**Your instructions**
Copy each of the following entries exactly, keeping every line and character unchanged.

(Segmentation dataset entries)

--- start ---

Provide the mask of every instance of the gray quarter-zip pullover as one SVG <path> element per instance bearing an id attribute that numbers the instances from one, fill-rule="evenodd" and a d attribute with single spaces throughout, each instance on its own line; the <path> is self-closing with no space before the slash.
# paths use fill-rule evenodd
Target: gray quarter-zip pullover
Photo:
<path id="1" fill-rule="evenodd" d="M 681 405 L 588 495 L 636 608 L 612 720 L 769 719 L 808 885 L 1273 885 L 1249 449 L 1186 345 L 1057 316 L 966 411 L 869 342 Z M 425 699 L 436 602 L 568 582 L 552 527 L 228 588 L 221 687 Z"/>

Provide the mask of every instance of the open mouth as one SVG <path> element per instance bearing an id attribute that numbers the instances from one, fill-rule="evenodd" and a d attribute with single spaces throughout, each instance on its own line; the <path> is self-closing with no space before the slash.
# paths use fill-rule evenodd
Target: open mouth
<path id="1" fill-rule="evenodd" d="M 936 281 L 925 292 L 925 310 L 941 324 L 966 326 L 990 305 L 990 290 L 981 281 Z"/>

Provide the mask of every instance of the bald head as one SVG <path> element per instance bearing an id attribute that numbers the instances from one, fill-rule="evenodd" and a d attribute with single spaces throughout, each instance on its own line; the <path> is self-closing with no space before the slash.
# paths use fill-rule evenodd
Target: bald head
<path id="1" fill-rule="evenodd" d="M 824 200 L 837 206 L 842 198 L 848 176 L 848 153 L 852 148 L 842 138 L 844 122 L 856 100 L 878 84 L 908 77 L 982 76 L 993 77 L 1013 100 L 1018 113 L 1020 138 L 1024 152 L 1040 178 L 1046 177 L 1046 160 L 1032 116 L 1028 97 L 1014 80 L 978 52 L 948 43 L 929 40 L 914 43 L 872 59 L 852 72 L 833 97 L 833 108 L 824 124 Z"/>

--- end ---

**Reply to the exercise**
Provide the mask of every instance of the gray quarter-zip pullover as one SVG <path> element per instance bearing an id attribute that numbers the instances from one, fill-rule="evenodd" and a d attribute with single spaces throughout, each instance on its own line; the <path> is self-closing with no space before the slash.
# paths use fill-rule evenodd
Target: gray quarter-zip pullover
Photo:
<path id="1" fill-rule="evenodd" d="M 681 405 L 588 495 L 636 608 L 612 720 L 769 719 L 808 885 L 1273 885 L 1249 449 L 1186 345 L 1057 316 L 966 411 L 869 342 Z M 425 699 L 436 602 L 568 582 L 552 527 L 228 588 L 221 687 Z"/>

Provide the mask of every instance of the open mouth as one SVG <path> element per instance bearing an id attribute that numbers the instances from one, fill-rule="evenodd" and a d attribute with single spaces throughout, each instance on its own line; the <path> is self-closing with no space before the slash.
# paths use fill-rule evenodd
Target: open mouth
<path id="1" fill-rule="evenodd" d="M 936 281 L 925 292 L 925 310 L 941 324 L 966 326 L 990 305 L 990 290 L 981 281 Z"/>

Provide the mask of every instance of the bald head as one SVG <path> element per instance bearing an id attribute that numbers the instances from one, fill-rule="evenodd" and a d attribute with single spaces throughout, each instance on its own line; the <path> is self-closing with no space before the slash.
# paths use fill-rule evenodd
Target: bald head
<path id="1" fill-rule="evenodd" d="M 824 200 L 837 206 L 842 198 L 848 176 L 848 153 L 852 148 L 842 138 L 844 122 L 856 100 L 878 84 L 908 77 L 982 76 L 993 77 L 1013 100 L 1018 113 L 1020 138 L 1024 152 L 1040 178 L 1046 177 L 1046 160 L 1032 116 L 1028 97 L 1014 80 L 978 52 L 948 43 L 929 40 L 914 43 L 872 59 L 852 72 L 833 97 L 833 108 L 824 124 Z"/>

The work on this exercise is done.